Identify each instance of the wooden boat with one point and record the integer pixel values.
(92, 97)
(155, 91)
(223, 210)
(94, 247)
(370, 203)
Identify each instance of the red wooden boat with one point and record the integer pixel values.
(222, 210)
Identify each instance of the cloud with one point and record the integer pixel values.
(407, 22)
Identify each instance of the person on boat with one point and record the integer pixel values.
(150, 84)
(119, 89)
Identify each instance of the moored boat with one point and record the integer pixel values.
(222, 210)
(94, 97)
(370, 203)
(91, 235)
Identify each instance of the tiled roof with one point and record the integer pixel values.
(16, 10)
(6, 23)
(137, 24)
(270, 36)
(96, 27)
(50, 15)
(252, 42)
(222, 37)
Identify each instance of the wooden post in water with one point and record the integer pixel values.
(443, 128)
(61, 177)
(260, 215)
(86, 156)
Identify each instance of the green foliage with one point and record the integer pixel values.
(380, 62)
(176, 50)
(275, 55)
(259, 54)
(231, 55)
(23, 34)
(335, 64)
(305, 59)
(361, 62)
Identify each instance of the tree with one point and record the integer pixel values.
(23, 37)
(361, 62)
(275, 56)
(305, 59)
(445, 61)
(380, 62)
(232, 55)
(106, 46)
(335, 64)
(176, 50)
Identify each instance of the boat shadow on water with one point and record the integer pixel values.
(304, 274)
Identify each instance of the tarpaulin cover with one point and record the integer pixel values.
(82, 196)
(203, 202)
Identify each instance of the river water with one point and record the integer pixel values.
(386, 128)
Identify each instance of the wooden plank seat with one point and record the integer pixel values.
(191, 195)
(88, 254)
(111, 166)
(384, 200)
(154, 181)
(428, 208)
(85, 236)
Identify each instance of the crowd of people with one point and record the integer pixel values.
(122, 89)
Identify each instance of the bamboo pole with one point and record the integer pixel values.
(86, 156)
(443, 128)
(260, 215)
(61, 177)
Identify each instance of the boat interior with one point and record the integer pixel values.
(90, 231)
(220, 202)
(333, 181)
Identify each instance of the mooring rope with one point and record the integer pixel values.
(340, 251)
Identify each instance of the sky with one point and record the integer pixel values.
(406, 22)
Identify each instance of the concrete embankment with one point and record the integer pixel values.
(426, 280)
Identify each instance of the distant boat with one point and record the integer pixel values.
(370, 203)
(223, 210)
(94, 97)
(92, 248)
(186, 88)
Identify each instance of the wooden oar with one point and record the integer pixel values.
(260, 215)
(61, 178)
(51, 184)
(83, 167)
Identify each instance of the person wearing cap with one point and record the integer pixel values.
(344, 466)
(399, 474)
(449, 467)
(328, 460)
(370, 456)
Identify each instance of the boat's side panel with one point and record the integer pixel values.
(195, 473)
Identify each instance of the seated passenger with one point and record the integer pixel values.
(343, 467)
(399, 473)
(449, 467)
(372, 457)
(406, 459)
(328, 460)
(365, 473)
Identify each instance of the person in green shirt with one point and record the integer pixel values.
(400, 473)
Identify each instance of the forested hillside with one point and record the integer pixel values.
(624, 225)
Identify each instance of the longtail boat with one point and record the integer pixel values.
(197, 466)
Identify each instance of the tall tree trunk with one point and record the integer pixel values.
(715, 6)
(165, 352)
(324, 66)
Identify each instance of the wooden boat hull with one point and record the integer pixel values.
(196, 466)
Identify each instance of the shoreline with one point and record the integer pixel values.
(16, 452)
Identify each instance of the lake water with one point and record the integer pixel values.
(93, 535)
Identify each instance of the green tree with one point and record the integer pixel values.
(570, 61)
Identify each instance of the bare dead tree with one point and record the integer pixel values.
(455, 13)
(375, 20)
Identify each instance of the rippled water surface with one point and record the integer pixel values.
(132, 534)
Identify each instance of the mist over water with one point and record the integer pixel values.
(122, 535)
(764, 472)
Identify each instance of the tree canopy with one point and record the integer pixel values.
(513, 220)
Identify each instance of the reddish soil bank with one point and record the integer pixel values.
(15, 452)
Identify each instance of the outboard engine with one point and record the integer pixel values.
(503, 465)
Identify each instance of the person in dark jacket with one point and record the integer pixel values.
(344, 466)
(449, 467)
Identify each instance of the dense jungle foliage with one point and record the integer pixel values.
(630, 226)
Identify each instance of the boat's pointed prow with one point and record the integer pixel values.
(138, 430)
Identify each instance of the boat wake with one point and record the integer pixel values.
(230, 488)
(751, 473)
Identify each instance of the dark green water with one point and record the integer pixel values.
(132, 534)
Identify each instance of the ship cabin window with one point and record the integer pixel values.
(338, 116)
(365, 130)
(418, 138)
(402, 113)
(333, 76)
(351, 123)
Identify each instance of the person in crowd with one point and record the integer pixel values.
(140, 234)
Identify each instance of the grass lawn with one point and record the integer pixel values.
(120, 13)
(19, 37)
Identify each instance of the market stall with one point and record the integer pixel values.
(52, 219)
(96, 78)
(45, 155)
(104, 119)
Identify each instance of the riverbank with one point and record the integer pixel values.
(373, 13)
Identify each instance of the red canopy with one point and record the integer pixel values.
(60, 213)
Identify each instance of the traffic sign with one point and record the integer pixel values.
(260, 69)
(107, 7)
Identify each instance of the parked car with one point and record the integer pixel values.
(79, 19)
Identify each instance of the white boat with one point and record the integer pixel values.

**THE PROBLEM**
Repeat every line of the material exactly as given.

**SOLUTION TO THIS EXERCISE**
Identify each instance of the wooden boat with one point and record the integer pixel values.
(92, 97)
(155, 91)
(223, 210)
(94, 247)
(370, 203)
Identify each instance of the red wooden boat with one point and record the integer pixel values.
(222, 210)
Identify each instance of the cloud with one point and record the integer pixel values.
(407, 22)
Identify each instance of the person on boat with one point and record the integer pixel values.
(150, 84)
(119, 89)
Identify each instance of the moored boat with one point and record the integer pixel values.
(222, 210)
(94, 97)
(370, 203)
(91, 235)
Identify each instance of the tiled roof with one point and record the integer pixel values.
(16, 10)
(6, 23)
(137, 24)
(270, 36)
(96, 27)
(50, 15)
(252, 42)
(222, 37)
Identify each instance of the wooden post in water with one point and record the integer pixel values.
(443, 128)
(61, 177)
(260, 215)
(86, 156)
Identify each instance of the green foliage with one point and record the integer pixel values.
(380, 62)
(176, 50)
(275, 55)
(259, 54)
(231, 55)
(23, 34)
(335, 64)
(305, 59)
(361, 62)
Identify each instance of the tree with one point and record the integer pixel values.
(23, 37)
(361, 62)
(275, 56)
(305, 59)
(445, 61)
(380, 62)
(232, 55)
(106, 46)
(335, 64)
(176, 50)
Identify each instance of the boat shadow on water with one point and record the integer pixel values.
(304, 274)
Identify each instance of the tarpaulin cover with one point and record the integer pixel values.
(82, 196)
(203, 202)
Identify each instance of the river water with one point and record the integer pixel values.
(386, 128)
Identify each instance of the wooden plank seat with one point and record the integer pixel values.
(191, 195)
(88, 254)
(111, 166)
(384, 200)
(154, 181)
(428, 208)
(85, 236)
Identify each instance of the crowd of people with one point and record the integer pixel values.
(122, 89)
Identify each instance of the bamboo pole with one point and record the integer pixel values.
(86, 156)
(443, 128)
(260, 215)
(61, 177)
Identify each instance of the boat interior with one point and record the integer pixel values.
(90, 231)
(220, 202)
(333, 181)
Identify each instance of the mooring rope with one point and record the integer pixel values.
(340, 251)
Identify each instance of the sky with one point and record the integer pixel values.
(406, 22)
Identify each instance of the concrete embankment with one point and record the integer pixel values.
(426, 280)
Identify each instance of the distant boat with one point and record the integer pixel values.
(370, 203)
(223, 210)
(94, 97)
(92, 248)
(186, 88)
Identify each instance of the wooden oar with one point and record the integer pixel values.
(260, 215)
(61, 178)
(51, 184)
(83, 167)
Identify each instance of the person wearing cap with one point and record the integer pixel values.
(344, 466)
(399, 474)
(449, 467)
(328, 460)
(370, 456)
Identify each instance of the boat's side panel with one point and record the integer pixel values.
(195, 473)
Identify each instance of the seated passenger with one point and record the integer pixel values.
(343, 467)
(399, 473)
(449, 467)
(372, 457)
(406, 459)
(328, 460)
(365, 473)
Identify each instance of the person in green shirt with one point and record the integer pixel values.
(400, 473)
Identify each instance of the forested hillside with one point and record the integer pixel values.
(624, 225)
Identify each instance of the longtail boat with one point and record the integer pixel values.
(197, 466)
Identify each instance of the tall tree trunk with one point and record the integer pixel values.
(715, 6)
(165, 352)
(324, 66)
Identify each instance of the wooden boat hull with one point and record the integer pixel values.
(196, 466)
Identify each instance of the shoreline with one point and record the integer pixel values.
(16, 452)
Identify each instance of the lake water with one point and record the integer pixel values.
(93, 535)
Identify each instance of the green tree with one point and record the integer pixel values.
(570, 61)
Identify each instance of the bare dead tree with one point and record the integer pixel values.
(455, 13)
(375, 20)
Identify each instance of the rippled water surface with one point and record the integer pixel values.
(132, 534)
Identify each instance of the mist over water with one point and record the integer pixel values.
(122, 535)
(764, 472)
Identify each instance of the tree canopy with one point and record the integer pixel values.
(513, 220)
Identify each instance of the reddish soil bank with one point and record the integer pixel values.
(15, 452)
Identify each instance of the outboard engine with one point and record the integer pixel values.
(503, 465)
Identify each instance of the person in dark jacket with one point and record the integer pixel values.
(344, 466)
(449, 467)
Identify each instance of the dense jungle foliage with one point and record the integer pixel values.
(630, 226)
Identify each instance of the boat's pointed prow with one point and record the integer pixel values.
(138, 430)
Identify each instance of the boat wake with one point and record the integer pixel values.
(230, 488)
(751, 473)
Identify each instance of the dark green water with one point and record the integer pixel values.
(132, 534)
Identify each instance of the ship cabin window with one point and record the integer pixel values.
(338, 116)
(365, 130)
(418, 138)
(402, 113)
(333, 76)
(351, 123)
Identify each instance of the person in crowd with one point and record the integer pixel values.
(140, 234)
Identify each instance of the grass lawn with one point and record the integer pixel values.
(120, 13)
(19, 37)
Identify each instance of the market stall with one point and record the integer pixel values.
(52, 219)
(96, 78)
(45, 155)
(104, 119)
Identify each instance of the riverbank with one point and record the integer pixel values.
(373, 13)
Identify each instance of the red canopy with one point and record the integer pixel values.
(60, 213)
Identify each instance of the traffic sign with one point and record the integer pixel values.
(260, 69)
(107, 7)
Identify each instance of the parked car with one point and record the integer pixel values.
(79, 19)
Identify each instance of the white boat with one point and record the integer pixel values.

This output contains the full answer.